Prioridades
Desde el primer momento nuestros dirigentes han visto en la pandemia una oportunidad para el ventajismo político y la discrepancia más que como un desafío que solo podían resolver unidos
Recuerdo que hace años había un manual para aprender inglés cuyo primer volumen llevaba el título de First things first, lo primero es lo primero. Se refería a que al aprender una lengua hay que seguir un orden, hacerse antes que nada con los rudimentos gramaticales básicos y a partir de ahí ir adquiriendo el resto de conocimientos para dominarla con el tiempo. Si trasladamos ese principio al marco de las decisiones políticas, ¿cuáles serían las que deberían ir primero? No en abstracto, sino bajo las circunstancias actuales; es decir, en tiempos de una pandemia devastadora y descontrolada, con el sistema productivo hecho añicos y el sistema de protección social en precario.
La impresión que tengo es que nos hemos saltado ese primer volumen, que el modo en el que operan nuestros responsables políticos ha roto con las reglas gramaticales básicas. Teniendo en cuenta que la política sirve sobre todo para satisfacer intereses colectivos y para mediar entre intereses en conflicto, los first things son aquí la promoción del bien común. Pues bien, desde el primer momento unos actores políticos y otros han visto en la pandemia una oportunidad para el ventajismo político y la discrepancia más que un desafío que solo podían resolver unidos. Tienen que gestionarla, desde luego, pero atentos siempre a la obtención de algún rendimiento para ellos, no para el colectivo. Bajo condiciones normales es lo que suele ocurrir. No vamos a escandalizarnos porque florezcan las discrepancias o cada cual persiga su (legítimo) interés. Los bienes públicos se conjugan en primera persona del plural, pero no tenemos, al modo platónico, un acceso cierto a cómo deben trasladarse a decisiones específicas. El choque de intereses, las disonancias, al final resulta fructífero porque nos ayuda a acceder a la decisión correcta.
Resulta, sin embargo, que estamos, literalmente, en estado de alarma, sujetos a limitación de derechos y cohibidos por la magnitud del destrozo. Nos escandalizamos, con razón, porque algunos acceden a la vacuna aprovechando su cargo, pero no observo la misma indignación hacia aquellos que hacen algo similar para obtener otro bien más intangible, el propio beneficio político. Suele ser imperceptible cuando quienes lo hacen forman parte de los nuestros, y solo resulta conspicuo en las actitudes del otro bando. Y, desde luego, hay gradaciones. No es lo mismo hacerlo desde una vicepresidencia del Gobierno o la presidencia de una comunidad autónoma que como político del montón.
Con todo, y este es el aspecto que a mí más me enerva, lo pueden hacer con impunidad. Se ha emborronado tanto el esquema de atribución de responsabilidades en la gestión de la pandemia, que ya no sabemos a quién exigírselas. O sea, barra libre. Cuando no se sabe quién está al mando todo vale. La situación ideal para que cada cual haga la guerra por su cuenta en vez de contribuir a favorecer el sosiego, a transmitir a la ciudadanía la convicción de que alguien lleva el timón. La descorazonadora sensación que queda es que este barco nuestro ha quedado al albur de la tempestad.

(Listado facilitado):

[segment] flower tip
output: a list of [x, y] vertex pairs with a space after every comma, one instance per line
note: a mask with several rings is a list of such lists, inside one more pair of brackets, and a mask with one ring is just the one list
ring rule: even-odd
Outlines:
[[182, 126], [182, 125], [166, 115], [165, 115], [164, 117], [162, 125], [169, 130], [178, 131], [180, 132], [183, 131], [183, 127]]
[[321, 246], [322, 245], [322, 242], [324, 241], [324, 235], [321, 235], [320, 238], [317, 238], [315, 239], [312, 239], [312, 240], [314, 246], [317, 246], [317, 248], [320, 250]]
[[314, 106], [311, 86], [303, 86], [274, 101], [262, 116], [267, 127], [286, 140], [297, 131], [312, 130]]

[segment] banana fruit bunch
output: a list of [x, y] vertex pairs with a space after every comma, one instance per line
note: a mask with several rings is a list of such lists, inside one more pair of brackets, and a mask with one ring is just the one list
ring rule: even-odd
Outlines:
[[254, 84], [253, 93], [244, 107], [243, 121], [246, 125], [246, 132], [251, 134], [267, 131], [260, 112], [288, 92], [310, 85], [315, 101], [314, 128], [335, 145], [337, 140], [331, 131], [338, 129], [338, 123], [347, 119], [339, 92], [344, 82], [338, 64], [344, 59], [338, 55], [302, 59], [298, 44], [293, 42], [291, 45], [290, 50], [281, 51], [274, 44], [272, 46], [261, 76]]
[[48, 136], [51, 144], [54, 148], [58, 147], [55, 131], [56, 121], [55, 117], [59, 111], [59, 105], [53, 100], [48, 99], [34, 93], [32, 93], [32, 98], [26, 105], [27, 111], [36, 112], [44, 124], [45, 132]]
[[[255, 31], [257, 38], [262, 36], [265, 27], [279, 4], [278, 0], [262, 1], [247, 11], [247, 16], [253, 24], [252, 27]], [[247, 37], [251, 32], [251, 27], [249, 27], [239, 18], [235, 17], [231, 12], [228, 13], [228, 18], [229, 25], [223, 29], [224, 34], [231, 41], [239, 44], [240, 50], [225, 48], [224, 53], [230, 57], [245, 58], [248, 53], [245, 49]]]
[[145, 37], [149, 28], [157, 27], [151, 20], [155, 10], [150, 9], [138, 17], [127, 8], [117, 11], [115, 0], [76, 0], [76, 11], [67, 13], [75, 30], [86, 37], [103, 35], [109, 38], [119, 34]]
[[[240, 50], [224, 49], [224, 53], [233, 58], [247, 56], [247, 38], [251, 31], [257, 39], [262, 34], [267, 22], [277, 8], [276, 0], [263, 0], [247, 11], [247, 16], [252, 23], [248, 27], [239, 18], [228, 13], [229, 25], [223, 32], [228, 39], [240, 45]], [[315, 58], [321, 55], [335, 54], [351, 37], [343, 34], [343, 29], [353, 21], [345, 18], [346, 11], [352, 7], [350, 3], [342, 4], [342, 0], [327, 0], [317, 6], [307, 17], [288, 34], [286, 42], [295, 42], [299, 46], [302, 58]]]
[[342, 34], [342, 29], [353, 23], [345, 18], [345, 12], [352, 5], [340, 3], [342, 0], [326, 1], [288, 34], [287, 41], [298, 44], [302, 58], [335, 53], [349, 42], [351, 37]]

(Objetivo de la tarea): ¿Puedes extraer, sin alterar nada, el fragmento del artículo sobre las prioridades políticas que va desde "Prioridades" hasta "social en precario.", ambos incluidos? Para resolverlo, recurre únicamente al artículo sobre las prioridades políticas.

(Tu respuesta):
Prioridades
Desde el primer momento nuestros dirigentes han visto en la pandemia una oportunidad para el ventajismo político y la discrepancia más que como un desafío que solo podían resolver unidos
Recuerdo que hace años había un manual para aprender inglés cuyo primer volumen llevaba el título de First things first, lo primero es lo primero. Se refería a que al aprender una lengua hay que seguir un orden, hacerse antes que nada con los rudimentos gramaticales básicos y a partir de ahí ir adquiriendo el resto de conocimientos para dominarla con el tiempo. Si trasladamos ese principio al marco de las decisiones políticas, ¿cuáles serían las que deberían ir primero? No en abstracto, sino bajo las circunstancias actuales; es decir, en tiempos de una pandemia devastadora y descontrolada, con el sistema productivo hecho añicos y el sistema de protección social en precario.